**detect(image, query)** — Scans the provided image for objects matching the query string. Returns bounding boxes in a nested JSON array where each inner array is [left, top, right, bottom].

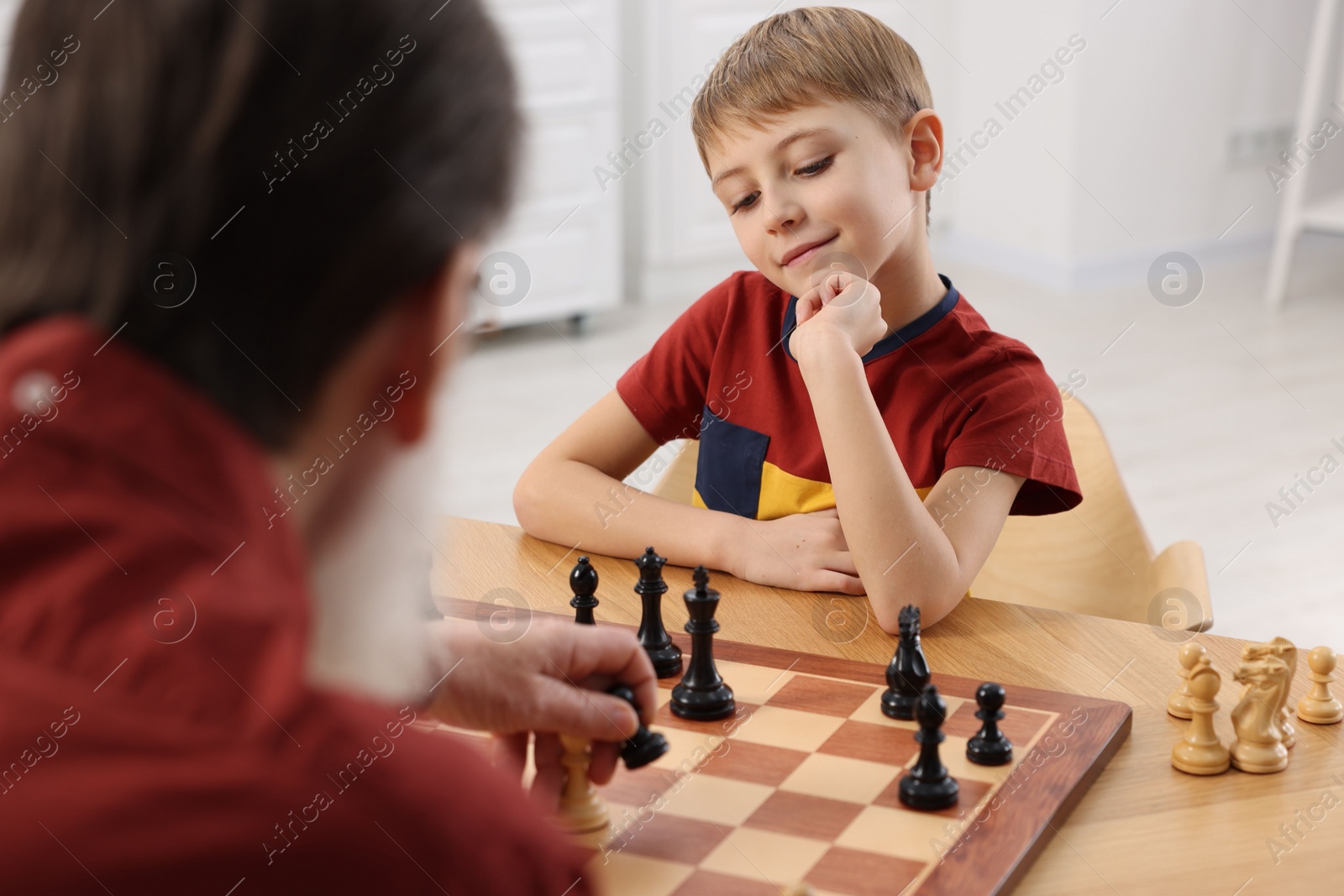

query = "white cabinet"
[[469, 0, 627, 329]]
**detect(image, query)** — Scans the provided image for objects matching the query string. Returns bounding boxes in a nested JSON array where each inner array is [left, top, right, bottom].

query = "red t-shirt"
[[0, 317, 590, 896], [616, 271, 1082, 520]]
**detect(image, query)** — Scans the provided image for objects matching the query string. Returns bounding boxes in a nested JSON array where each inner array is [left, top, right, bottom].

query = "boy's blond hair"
[[690, 7, 932, 227]]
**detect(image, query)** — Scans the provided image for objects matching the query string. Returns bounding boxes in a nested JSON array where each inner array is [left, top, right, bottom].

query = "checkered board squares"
[[589, 642, 1129, 896]]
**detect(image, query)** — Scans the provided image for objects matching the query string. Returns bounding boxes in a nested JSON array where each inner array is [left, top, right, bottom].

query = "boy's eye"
[[732, 193, 761, 211], [793, 156, 835, 176], [728, 156, 835, 215]]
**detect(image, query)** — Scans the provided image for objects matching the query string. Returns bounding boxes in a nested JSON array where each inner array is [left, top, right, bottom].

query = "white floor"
[[438, 238, 1344, 650]]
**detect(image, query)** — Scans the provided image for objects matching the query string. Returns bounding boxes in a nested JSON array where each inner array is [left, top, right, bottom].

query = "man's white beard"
[[307, 423, 444, 703]]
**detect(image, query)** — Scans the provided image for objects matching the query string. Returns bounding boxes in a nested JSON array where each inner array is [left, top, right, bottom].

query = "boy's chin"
[[307, 428, 437, 703]]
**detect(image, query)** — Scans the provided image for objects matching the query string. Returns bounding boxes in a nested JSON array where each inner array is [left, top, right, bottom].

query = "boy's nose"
[[764, 196, 804, 237]]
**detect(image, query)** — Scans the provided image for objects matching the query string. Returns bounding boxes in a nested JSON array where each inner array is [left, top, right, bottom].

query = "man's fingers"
[[533, 679, 638, 740], [540, 625, 659, 740]]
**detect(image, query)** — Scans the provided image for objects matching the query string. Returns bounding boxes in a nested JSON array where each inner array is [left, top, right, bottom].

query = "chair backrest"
[[654, 395, 1214, 631], [970, 395, 1214, 631]]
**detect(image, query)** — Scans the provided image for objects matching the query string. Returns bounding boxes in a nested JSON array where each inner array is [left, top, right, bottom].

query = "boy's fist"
[[789, 265, 887, 360]]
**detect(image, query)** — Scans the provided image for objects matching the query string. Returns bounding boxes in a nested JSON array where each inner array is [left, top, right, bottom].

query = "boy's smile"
[[707, 99, 945, 329]]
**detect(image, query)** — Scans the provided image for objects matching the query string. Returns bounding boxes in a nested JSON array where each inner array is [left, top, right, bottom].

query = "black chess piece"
[[899, 685, 961, 811], [670, 565, 737, 721], [570, 558, 598, 626], [966, 681, 1012, 766], [882, 605, 930, 721], [606, 683, 668, 771], [634, 547, 681, 679]]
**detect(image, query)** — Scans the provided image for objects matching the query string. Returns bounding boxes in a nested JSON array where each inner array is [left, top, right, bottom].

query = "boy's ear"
[[905, 109, 942, 192], [388, 244, 480, 445]]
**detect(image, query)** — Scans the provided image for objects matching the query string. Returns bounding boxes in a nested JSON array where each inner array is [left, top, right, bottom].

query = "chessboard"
[[435, 610, 1131, 896]]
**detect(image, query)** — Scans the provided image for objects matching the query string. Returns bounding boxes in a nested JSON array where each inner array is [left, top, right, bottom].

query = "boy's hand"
[[728, 508, 864, 594], [789, 265, 887, 360]]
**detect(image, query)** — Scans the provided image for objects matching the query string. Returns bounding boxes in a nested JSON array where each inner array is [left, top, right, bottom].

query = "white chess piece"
[[1172, 647, 1230, 775], [1228, 655, 1288, 773], [1297, 647, 1344, 726], [559, 735, 610, 834]]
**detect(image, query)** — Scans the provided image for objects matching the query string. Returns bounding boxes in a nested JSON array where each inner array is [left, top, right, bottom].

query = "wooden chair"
[[654, 396, 1214, 631]]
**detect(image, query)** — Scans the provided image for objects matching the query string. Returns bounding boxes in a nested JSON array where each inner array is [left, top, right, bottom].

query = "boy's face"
[[707, 101, 927, 296]]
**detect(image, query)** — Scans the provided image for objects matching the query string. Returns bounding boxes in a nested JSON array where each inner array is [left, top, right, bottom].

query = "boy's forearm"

***

_Exercise details_
Turn the material above into a Markdown table with the columns Row and Line, giving each non-blank line its own numbered row. Leave out the pictures.

_The output_
| Row | Line |
|---|---|
| 1 | **detect(image, query)** — Scans the provided image for objects matching the query string. Returns bounding boxes in a nested JSON array where each inner array is [left, top, right, bottom]. |
| 2 | query = "white cabinet" |
| 3 | [[469, 0, 627, 329]] |
| 4 | **detect(image, query)** — Scans the provided image for objects matching the query string. Returns bounding boxes in a nested JSON array where each inner array is [left, top, right, bottom]. |
| 5 | query = "red t-shirt" |
| 6 | [[0, 317, 590, 896], [616, 271, 1082, 520]] |
| 7 | **detect(image, query)** — Scans the provided image for objects matching the query string. Returns bounding boxes in a nested JSON array where each inner array is [left, top, right, bottom]. |
| 8 | query = "boy's blond hair" |
| 9 | [[690, 7, 932, 227]] |
| 10 | **detect(image, query)** — Scans the provided image for objects matching the query string. Returns bounding boxes in a nested JSON array where each inner array is [left, top, right, bottom]. |
| 11 | query = "checkered board squares" |
| 12 | [[589, 642, 1129, 896]] |
| 13 | **detect(image, query)** — Scans the provided image for objects matching the query string. Returns bounding boxes in a nested JSON array where each inner array is [left, top, right, bottom]. |
| 14 | query = "boy's eye" |
| 15 | [[732, 193, 761, 211], [793, 156, 835, 176], [728, 156, 835, 215]] |
| 16 | **detect(image, query)** — Scans the provided image for objects matching the query string. Returns bounding boxes in a nested JSON array where each inner array is [left, top, right, bottom]. |
| 17 | query = "white floor" |
| 18 | [[438, 238, 1344, 650]] |
| 19 | **detect(image, query)** — Scans the provided image for objects matching the query string. Returns bounding boxes in a nested JSON array where each inner array is [left, top, right, bottom]. |
| 20 | query = "man's white beard" |
| 21 | [[307, 423, 444, 703]] |
| 22 | **detect(image, query)** — Scans the provided image for objects matching the query string. Returns bounding boxes in a nested JSON array where each inner array is [left, top, right, bottom]. |
| 23 | query = "boy's chin" |
| 24 | [[307, 428, 437, 703]] |
| 25 | **detect(image, query)** — Scans the provided image for objects matching the query string. Returns bounding boxes in a nested JSON array where each inner array is [left, top, right, bottom]. |
| 26 | query = "boy's nose" |
| 27 | [[764, 196, 804, 237]] |
| 28 | **detect(image, query)** — Scans the provided image for objects matching the query string. Returns bounding boxes in a nested JSON array where each inner array is [left, top, right, bottom]. |
| 29 | query = "man's fingers" |
| 30 | [[533, 679, 638, 740], [540, 625, 659, 740]] |
| 31 | **detect(image, query)** — Scans the provided image for objects matching the query string. Returns bounding boxes in a nested JSON array where each inner array is [left, top, right, bottom]. |
| 32 | query = "chair backrest" |
| 33 | [[654, 395, 1214, 631], [970, 395, 1214, 631]] |
| 34 | **detect(image, query)** — Scans the provided image for objects matching the query string. Returns bounding boxes in a nested JSON array where each inner array is [left, top, right, bottom]. |
| 35 | query = "boy's fist" |
| 36 | [[789, 265, 887, 360]] |
| 37 | **detect(image, query)** — Scans the provided image for objects matching the query string. Returns bounding boxes in a nested JSON array where each inner array is [left, top, right, bottom]. |
| 38 | query = "boy's smile" |
| 39 | [[707, 99, 945, 329]] |
| 40 | **detect(image, query)** — Scans the provided image for objects matching the query string. Returns bounding boxes in a nested JSON array where each inner array is [left, top, right, bottom]. |
| 41 | query = "black chess piece" |
| 42 | [[899, 685, 961, 811], [670, 565, 737, 721], [570, 558, 598, 626], [966, 681, 1012, 766], [882, 605, 930, 721], [606, 683, 668, 771], [634, 547, 681, 679]] |
| 43 | **detect(image, query)** — Scans the provided image for objects matching the query string. Returns bounding boxes in a nested JSON array where each inner array is [left, top, right, bottom]. |
| 44 | query = "boy's ear" |
| 45 | [[905, 109, 942, 192], [388, 244, 480, 445]] |
| 46 | **detect(image, query)** — Scans the provided image for objects matching the query string. Returns bounding boxes in a nested JSON array where each inner array is [left, top, right, bottom]. |
| 47 | query = "chessboard" |
| 48 | [[435, 610, 1131, 896]] |
| 49 | **detect(image, query)** — Scans the provided image for objects matching the query string. Returns bounding boxes in a nested JSON array where each inner array is [left, top, right, bottom]. |
| 50 | query = "boy's hand" |
| 51 | [[728, 508, 864, 594], [789, 265, 887, 360]] |
| 52 | **detect(image, query)** — Scans the provided image for objects matching the query string. Returns bounding boxes in a nested JSON array where each inner array is [left, top, right, bottom]. |
| 53 | query = "white chess piece" |
| 54 | [[1172, 647, 1230, 775], [1228, 655, 1288, 773], [1297, 647, 1344, 726], [559, 735, 610, 834]] |
| 55 | **detect(image, query)** — Scans the provided image for objects matching the query string. Returns bounding boxes in a nested JSON array where each inner array is [left, top, right, bottom]. |
| 56 | query = "wooden chair" |
| 57 | [[654, 396, 1214, 631]] |
| 58 | **detect(image, query)** — Scans the provided image for objects matching the query string. Returns bounding boxes in a nested JSON array where each inner array is [left, top, right, bottom]. |
| 59 | query = "boy's face" |
| 60 | [[707, 101, 927, 296]] |
| 61 | **detect(image, query)** — Scans the provided image for objects matching the query string. Returns bounding boxes in a nested JSON array where each inner array is [left, top, right, bottom]. |
| 62 | query = "boy's forearm" |